* **Goal**
Format the records below as a numbered list, omitting any blank lines.

Detection examples:
_ _ _ _ _
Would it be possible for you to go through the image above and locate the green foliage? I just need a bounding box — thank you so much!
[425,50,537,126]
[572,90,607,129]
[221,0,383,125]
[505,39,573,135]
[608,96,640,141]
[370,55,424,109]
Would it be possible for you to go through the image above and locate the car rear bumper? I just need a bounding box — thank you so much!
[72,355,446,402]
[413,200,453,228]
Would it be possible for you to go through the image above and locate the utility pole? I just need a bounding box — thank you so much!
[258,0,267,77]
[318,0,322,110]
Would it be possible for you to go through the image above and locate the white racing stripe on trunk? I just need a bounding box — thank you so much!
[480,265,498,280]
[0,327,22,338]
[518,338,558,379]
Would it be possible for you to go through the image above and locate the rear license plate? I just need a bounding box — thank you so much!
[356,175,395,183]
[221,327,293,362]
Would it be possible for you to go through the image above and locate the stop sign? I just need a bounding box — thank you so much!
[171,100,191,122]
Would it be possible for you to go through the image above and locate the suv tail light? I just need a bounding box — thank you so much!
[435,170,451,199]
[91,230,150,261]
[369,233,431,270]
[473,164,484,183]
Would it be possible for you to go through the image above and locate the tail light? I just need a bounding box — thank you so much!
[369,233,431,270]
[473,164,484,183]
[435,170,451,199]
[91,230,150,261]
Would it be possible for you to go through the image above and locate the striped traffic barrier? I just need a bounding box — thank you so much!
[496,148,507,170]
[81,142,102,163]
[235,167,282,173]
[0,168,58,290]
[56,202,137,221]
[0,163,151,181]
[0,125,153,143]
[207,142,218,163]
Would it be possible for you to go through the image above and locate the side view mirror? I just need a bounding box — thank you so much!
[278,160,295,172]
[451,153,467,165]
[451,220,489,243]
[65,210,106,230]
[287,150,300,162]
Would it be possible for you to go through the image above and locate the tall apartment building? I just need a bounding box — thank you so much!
_ _ _ _ _
* **Task solution**
1. Would it be possible for you to go through the image above and locate the green foliage? I just need a bounding box — thank you so much!
2. [425,50,537,126]
3. [572,90,607,129]
4. [221,0,383,125]
5. [505,39,573,135]
6. [608,96,640,141]
7. [370,55,424,109]
8. Would it be possible for you to go through the image above and locate the car rear bumper? I just need a bounding box — thank you so much!
9. [72,355,446,402]
10. [413,200,453,228]
11. Would it be possible for you to go through the image above and locate the utility pole? I just need a bounding box — thank you so much!
12. [258,0,267,77]
13. [318,0,322,110]
14. Would it be possible for you to go through the image above and locate the white racing stripe on trunk? I just need a bounding box — thank you so much!
15. [480,265,498,280]
16. [0,327,22,338]
17. [518,338,558,379]
18. Would it be possible for you to go through the image above and locate the rear license plate? I just need a bounding box — thank you so much!
19. [356,175,395,183]
20. [221,327,293,362]
21. Would it be possible for you to go through the image above and locate the stop sign? I just need a bounding box — thank you so much!
22. [171,100,191,122]
23. Would it be possible for you to go through the image above and locate the suv tail light? I just need a bounding box — thank you so much!
24. [435,170,451,199]
25. [91,230,150,261]
26. [369,233,431,270]
27. [473,164,484,183]
28. Would it be possible for you to go through the image above and locate the tail light? I just need a bounding box — thank you so much!
29. [369,233,431,270]
30. [473,164,484,183]
31. [435,170,451,199]
32. [91,230,150,261]
33. Would it be possible for you to go through the image above and locate the striped traffic barrier? I just need a bounding box — thank you so much!
34. [496,148,507,170]
35. [81,142,102,163]
36. [235,167,282,173]
37. [0,168,58,290]
38. [56,202,137,221]
39. [0,163,151,181]
40. [0,125,153,143]
41. [207,142,218,163]
42. Would it be possible for you to go through the image above and locate the side view mirror? I just need a bounding box — thank you so much!
43. [278,160,295,172]
44. [451,153,467,165]
45. [451,220,489,243]
46. [65,210,106,230]
47. [287,150,300,162]
48. Would it be possible for you to go through the image above and locate the tall apartment building? I just need a bounding box — thank you so much!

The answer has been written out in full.